Military retirees have spoken, and Congress has listened.
The Senate on Tuesday approved legislation restoring military pension benefits that prompted a firestorm of criticism. In a bit of horse trading, the Senate abandoned its own bill and accepted a House proposal.
Virginia senators Tim Kaine and Mark R. Warner supported the measure. Kaine said Wednesday he knew cutting benefits was problematic even before complaints began coming in.
The controversy started with passage of December's budget bill, a bipartisan deal that avoided both a government shutdown and automatic spending cuts under sequestration.
However, it saved $6 billion by slowing the growth rate of pension benefits for working-age military retirees, a 1 percent cut in the yearly cost-of-living increase. It would take effect in December 2015.
Upon reaching 62, the retirees would receive a cost-of-living correction, restoring the benefit to what it would have been without the cut. But that wouldn't have compensated them for what they lost between when they retired until the time they reached 62.
Kaine and Warner backed a Senate bill that would have simply restored the $6 billion. It was sponsored by Sen. Mark Pryor, D-Ark. But the Pryor bill was put aside in favor of House legislation that restored the benefit, but also extended automatic cuts to Medicare. That way, restoring the money didn't add to the budget deficit.
Kaine said he didn't approve of the Medicaid cut, but the House came to the Senate's position on a different issue –extending the debt limit without tying it to other issues.
"The House did come our way with a clean debt ceiling bill," Kaine said.
Kaine and Warner had proposed paying for the cut by closing an offshore tax loophole, but Republicans opposed that plan.
Meanwhile, some GOP senators supported an idea from Sen. Kelly Ayotte, R-N.H., that would have offset the cost of the cut by no longer allowing undocumented immigrants to claim a child tax credit.
"We want to fix this, but we can do so by paying for it," Ayotte said Tuesday. "It would simply require that those who seek a tax refund for the additional child tax credit would have to list a social security number for the child."
But that had no traction with Democrats, including Kaine.

• [SUPPLIED ENTRIES]:
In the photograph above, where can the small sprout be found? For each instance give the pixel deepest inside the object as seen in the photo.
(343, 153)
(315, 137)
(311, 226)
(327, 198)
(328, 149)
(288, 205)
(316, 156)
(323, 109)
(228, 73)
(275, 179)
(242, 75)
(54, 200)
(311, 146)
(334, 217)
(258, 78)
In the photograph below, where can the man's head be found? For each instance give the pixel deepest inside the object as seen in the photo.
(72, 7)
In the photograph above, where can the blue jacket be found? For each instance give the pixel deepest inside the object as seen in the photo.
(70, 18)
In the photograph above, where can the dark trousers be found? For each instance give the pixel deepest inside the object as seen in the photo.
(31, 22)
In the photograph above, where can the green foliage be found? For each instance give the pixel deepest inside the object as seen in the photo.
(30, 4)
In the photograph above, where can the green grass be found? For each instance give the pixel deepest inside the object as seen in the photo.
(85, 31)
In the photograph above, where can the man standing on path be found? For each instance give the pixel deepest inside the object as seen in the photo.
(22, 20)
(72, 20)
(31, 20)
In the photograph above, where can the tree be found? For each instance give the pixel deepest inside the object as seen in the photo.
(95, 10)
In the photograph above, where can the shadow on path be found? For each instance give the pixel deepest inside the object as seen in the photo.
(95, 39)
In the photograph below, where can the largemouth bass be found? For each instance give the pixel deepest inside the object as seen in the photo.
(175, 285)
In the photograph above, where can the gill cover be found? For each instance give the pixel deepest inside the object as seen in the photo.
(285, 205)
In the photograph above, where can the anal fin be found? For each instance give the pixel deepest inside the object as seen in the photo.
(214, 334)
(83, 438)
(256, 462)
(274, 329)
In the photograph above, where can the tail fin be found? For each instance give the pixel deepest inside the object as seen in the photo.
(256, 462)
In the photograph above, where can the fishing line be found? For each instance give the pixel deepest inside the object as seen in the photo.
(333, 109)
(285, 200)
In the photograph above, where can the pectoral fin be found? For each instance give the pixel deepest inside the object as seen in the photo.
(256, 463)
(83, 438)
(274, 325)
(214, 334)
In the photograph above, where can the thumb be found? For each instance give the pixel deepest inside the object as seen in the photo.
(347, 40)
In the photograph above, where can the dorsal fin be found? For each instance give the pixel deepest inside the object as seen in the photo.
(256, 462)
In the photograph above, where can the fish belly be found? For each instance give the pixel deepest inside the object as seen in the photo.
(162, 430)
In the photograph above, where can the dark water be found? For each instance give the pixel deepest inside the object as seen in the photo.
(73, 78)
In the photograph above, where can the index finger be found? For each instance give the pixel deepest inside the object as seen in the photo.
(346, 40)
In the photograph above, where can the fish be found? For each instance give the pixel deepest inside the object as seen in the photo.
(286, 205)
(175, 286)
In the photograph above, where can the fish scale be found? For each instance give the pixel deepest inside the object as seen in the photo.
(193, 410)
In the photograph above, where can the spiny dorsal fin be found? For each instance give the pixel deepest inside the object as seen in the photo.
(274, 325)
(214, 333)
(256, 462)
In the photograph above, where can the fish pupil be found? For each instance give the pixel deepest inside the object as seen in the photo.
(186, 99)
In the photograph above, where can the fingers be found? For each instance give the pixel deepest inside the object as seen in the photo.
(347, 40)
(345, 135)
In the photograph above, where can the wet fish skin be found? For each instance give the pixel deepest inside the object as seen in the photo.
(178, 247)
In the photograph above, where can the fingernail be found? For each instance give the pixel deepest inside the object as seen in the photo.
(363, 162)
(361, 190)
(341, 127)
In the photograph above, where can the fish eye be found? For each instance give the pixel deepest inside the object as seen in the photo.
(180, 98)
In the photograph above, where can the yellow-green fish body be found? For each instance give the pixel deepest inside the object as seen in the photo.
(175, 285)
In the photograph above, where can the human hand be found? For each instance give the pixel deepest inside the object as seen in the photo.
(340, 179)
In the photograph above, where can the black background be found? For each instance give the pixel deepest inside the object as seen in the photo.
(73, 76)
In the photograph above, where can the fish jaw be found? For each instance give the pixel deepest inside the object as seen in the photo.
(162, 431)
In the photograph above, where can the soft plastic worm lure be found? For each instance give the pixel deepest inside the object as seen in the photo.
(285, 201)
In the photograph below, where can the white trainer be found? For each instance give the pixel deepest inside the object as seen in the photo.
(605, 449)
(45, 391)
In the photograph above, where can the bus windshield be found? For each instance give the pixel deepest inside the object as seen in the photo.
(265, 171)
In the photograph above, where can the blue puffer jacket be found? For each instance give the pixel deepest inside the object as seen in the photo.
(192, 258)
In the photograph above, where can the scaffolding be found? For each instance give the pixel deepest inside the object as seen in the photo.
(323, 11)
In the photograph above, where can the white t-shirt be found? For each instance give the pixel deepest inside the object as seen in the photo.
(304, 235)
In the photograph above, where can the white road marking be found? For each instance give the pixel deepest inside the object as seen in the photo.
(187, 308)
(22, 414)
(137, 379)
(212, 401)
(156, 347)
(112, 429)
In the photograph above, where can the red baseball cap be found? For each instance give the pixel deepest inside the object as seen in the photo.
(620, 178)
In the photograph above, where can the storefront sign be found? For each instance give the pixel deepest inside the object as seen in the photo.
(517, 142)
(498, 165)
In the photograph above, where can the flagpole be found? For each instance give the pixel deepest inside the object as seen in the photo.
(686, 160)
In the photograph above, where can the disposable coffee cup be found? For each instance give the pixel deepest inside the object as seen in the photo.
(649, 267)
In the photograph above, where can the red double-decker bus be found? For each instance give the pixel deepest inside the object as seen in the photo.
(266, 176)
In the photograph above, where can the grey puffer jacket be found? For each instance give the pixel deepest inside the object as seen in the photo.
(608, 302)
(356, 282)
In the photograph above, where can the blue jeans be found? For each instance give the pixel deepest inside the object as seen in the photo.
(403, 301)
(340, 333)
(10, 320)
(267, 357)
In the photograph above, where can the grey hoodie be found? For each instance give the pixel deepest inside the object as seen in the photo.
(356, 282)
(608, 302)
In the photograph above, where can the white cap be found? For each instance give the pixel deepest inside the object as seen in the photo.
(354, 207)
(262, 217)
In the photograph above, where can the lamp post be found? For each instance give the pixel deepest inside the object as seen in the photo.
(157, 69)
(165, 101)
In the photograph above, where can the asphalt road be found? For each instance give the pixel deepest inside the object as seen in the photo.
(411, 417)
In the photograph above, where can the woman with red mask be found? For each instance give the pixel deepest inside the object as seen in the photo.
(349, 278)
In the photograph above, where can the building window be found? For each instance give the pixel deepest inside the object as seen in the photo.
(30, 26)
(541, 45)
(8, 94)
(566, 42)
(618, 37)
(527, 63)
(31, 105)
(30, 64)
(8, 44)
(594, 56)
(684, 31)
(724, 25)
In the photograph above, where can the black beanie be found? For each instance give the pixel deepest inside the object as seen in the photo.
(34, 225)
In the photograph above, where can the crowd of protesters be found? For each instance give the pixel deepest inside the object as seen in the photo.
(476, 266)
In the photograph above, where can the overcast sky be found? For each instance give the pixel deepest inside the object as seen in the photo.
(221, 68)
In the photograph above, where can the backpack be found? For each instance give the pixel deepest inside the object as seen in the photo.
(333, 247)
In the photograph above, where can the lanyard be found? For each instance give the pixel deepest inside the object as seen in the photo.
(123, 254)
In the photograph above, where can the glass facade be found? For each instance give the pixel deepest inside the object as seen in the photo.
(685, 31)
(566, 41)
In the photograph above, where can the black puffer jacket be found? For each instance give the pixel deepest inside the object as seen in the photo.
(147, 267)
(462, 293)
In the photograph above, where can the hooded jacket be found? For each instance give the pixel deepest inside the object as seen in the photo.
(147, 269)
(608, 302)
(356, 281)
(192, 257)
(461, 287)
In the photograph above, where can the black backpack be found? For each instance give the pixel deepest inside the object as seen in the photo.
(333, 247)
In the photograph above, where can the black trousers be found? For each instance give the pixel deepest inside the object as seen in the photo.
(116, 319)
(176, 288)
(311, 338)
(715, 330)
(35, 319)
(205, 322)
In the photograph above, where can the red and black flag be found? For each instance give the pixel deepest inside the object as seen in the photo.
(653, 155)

• [WHAT IS NEEDED]: Reproduce, word for word, everything in the military pension article above from "Virginia senators Tim" down to "cuts under sequestration.".

• [SOLUTION TO THIS PROBLEM]:
Virginia senators Tim Kaine and Mark R. Warner supported the measure. Kaine said Wednesday he knew cutting benefits was problematic even before complaints began coming in.
The controversy started with passage of December's budget bill, a bipartisan deal that avoided both a government shutdown and automatic spending cuts under sequestration.